The records:
▼
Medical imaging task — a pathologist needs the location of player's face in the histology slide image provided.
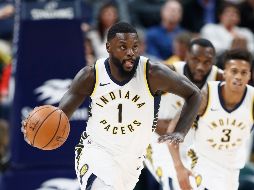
[107,33,139,74]
[187,44,215,82]
[224,59,251,92]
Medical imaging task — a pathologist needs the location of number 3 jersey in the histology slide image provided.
[194,81,254,169]
[86,56,159,157]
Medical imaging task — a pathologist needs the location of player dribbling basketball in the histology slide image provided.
[22,22,201,190]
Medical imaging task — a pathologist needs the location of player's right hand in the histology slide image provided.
[175,165,194,190]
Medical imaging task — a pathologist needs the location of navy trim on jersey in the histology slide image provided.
[104,57,140,86]
[183,62,213,89]
[86,174,97,190]
[152,95,161,131]
[218,81,248,113]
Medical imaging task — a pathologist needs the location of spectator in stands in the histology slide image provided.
[146,0,183,60]
[0,119,10,172]
[87,2,118,58]
[201,3,254,55]
[0,43,12,119]
[240,0,254,33]
[181,0,221,33]
[0,0,14,41]
[165,32,192,65]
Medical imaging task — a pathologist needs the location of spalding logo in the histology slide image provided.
[34,79,72,104]
[36,178,80,190]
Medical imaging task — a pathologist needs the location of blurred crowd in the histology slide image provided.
[0,0,254,186]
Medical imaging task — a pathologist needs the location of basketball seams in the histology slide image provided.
[32,108,59,146]
[42,109,63,149]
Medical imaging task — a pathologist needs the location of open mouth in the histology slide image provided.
[123,60,134,69]
[233,82,242,86]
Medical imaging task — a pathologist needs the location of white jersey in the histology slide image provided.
[86,56,159,158]
[194,81,254,169]
[159,61,218,119]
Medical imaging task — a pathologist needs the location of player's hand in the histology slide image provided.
[21,119,31,145]
[175,165,194,190]
[158,132,184,144]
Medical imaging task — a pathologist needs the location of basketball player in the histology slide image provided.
[145,38,223,190]
[23,22,201,190]
[161,49,254,190]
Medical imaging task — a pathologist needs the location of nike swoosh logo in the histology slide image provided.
[100,82,110,86]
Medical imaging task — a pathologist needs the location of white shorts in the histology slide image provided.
[192,155,240,190]
[75,133,143,190]
[145,133,179,190]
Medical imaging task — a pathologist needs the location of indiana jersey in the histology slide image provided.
[86,56,159,157]
[159,61,218,119]
[194,81,254,169]
[173,61,218,81]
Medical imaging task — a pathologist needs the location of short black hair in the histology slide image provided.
[189,38,216,54]
[219,2,240,16]
[223,49,253,68]
[107,22,138,41]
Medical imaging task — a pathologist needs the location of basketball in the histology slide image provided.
[23,105,70,150]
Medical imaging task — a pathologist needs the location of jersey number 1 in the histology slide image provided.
[117,104,123,123]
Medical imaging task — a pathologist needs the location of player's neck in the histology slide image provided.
[221,84,245,109]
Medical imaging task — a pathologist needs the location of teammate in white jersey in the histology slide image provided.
[21,22,201,190]
[162,50,254,190]
[145,38,223,190]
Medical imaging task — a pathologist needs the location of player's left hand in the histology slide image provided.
[175,165,194,190]
[21,119,31,145]
[158,132,184,144]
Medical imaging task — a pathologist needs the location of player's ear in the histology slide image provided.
[106,42,110,53]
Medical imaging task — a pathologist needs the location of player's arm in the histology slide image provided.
[148,63,201,142]
[58,66,95,118]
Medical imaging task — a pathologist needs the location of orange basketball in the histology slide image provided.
[24,105,70,150]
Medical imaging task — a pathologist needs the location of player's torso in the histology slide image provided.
[87,57,158,154]
[159,61,218,119]
[174,61,218,88]
[194,82,254,168]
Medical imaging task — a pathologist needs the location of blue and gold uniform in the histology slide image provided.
[76,56,159,190]
[193,81,254,190]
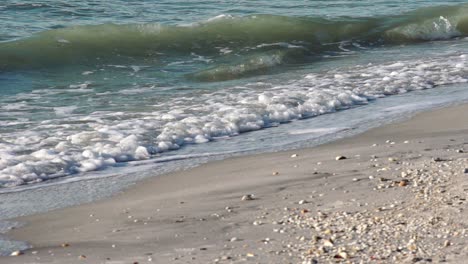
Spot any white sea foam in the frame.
[0,52,468,187]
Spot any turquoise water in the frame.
[0,0,468,255]
[0,0,468,191]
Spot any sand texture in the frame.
[0,105,468,264]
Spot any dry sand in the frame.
[0,102,468,263]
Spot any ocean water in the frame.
[0,0,468,254]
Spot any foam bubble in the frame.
[0,54,468,187]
▲
Goal: Rewrite the records above, changing "histology slide image" to "photo" and leaving everything else as it is. Do not include the pictures.

Written reply:
Medical imaging task — a pathologist needs the location of player's face in the photo provided.
[107,33,139,74]
[187,44,215,82]
[224,59,251,92]
Medical imaging task — a pathologist needs the location of number 3 jersey in the photo provided.
[194,81,254,169]
[86,56,159,157]
Medical imaging task — a pathologist needs the location of player dribbling basketball in the photo provided.
[22,22,201,190]
Medical imaging task — a pathologist needs the location of player's right hand in the photo provided.
[175,165,194,190]
Medical imaging task — a pathologist needs the location of navy trim on jersey in the photo provided.
[104,57,140,86]
[183,62,213,89]
[86,174,97,190]
[152,95,161,131]
[218,81,248,113]
Medical imaging task — a pathologist needs the location of spectator in stands in the photo provided.
[146,0,183,60]
[0,119,10,172]
[87,2,118,58]
[201,3,254,55]
[0,43,12,119]
[240,0,254,33]
[181,0,221,33]
[0,0,14,41]
[165,32,192,65]
Medical imaging task — a pathologist needs the location of spalding logo in the photo provided.
[34,79,72,104]
[36,178,80,190]
Medical imaging task — a pathologist needs the location of blurred crowd in the photo provided.
[0,0,254,186]
Medical imaging task — a pathologist needs the location of basketball seams in the photo provided.
[32,108,59,146]
[42,109,63,149]
Medical imaging task — a pathologist needs the location of open mouth in the photo provided.
[123,60,134,69]
[233,82,242,86]
Medical imaging task — a pathologist needs the location of white jersey in the photo provided.
[86,56,159,158]
[194,81,254,169]
[159,61,218,119]
Medical imaging task — a pathologist needs the location of player's hand in the photo provided.
[21,119,31,145]
[175,165,194,190]
[158,132,184,144]
Medical imaging task — a pathologist needs the location of basketball player in the photo provided.
[145,38,223,190]
[23,22,201,190]
[161,49,254,190]
Medical imaging task — a pathologist needs the location of nike swoosh logo in the photo provided.
[100,82,110,86]
Medical imaging task — a pathologist needs the location of white shorts in the photo provided.
[192,155,240,190]
[75,133,143,190]
[145,133,179,190]
Medical imaging task — a pathologist needs the location of indiana jersey in the photo provided.
[86,56,159,157]
[159,61,218,119]
[194,81,254,169]
[173,61,218,81]
Medical imaging task — a pathologist needs the location of short black hair in the photo provided.
[189,38,216,54]
[219,2,240,16]
[223,49,253,68]
[107,22,138,41]
Medical imaging task — a pathologist needs the location of basketball in the photo provided.
[23,105,70,150]
Medical imaging task — a pathologist needs the location of jersey number 1 in the photo provided.
[117,104,123,123]
Medical imaging task — a pathologist needs the location of player's neck in the photo provided.
[221,84,245,109]
Medical imaging task — a pathologist needs the location of teammate in white jersey in the photo provided.
[21,22,201,190]
[162,50,254,190]
[145,38,223,190]
Medical imaging task — a pathologist needs the location of player's left hand in the photo provided.
[175,165,194,190]
[21,119,31,145]
[158,132,184,144]
Medical imaging task — a pathologist needs the location of player's ear in the photo provided.
[106,42,110,53]
Medical imaging task — a pathologist needs the location of player's arm in the photo provided.
[148,63,201,142]
[58,66,95,118]
Medical imaging task — a pathologist needs the location of orange basketball in the photo provided.
[24,105,70,150]
Medical imaging task — a pathologist needs the location of player's torso in the photo provided.
[87,57,158,154]
[159,61,218,119]
[174,61,218,88]
[194,82,254,168]
Medical imaging task — a pathologist needs the location of blue and gold uniform in the photo provided.
[76,56,159,190]
[193,81,254,190]
Spot any white sea foam in the frame.
[0,52,468,187]
Spot any turquoise water in the frame.
[0,0,468,255]
[0,0,468,191]
Spot any sand texture in the frame.
[0,105,468,264]
Spot any dry sand in the frame.
[0,102,468,263]
Spot any ocean water in the frame.
[0,0,468,254]
Spot any foam bubble in the frame.
[0,54,468,187]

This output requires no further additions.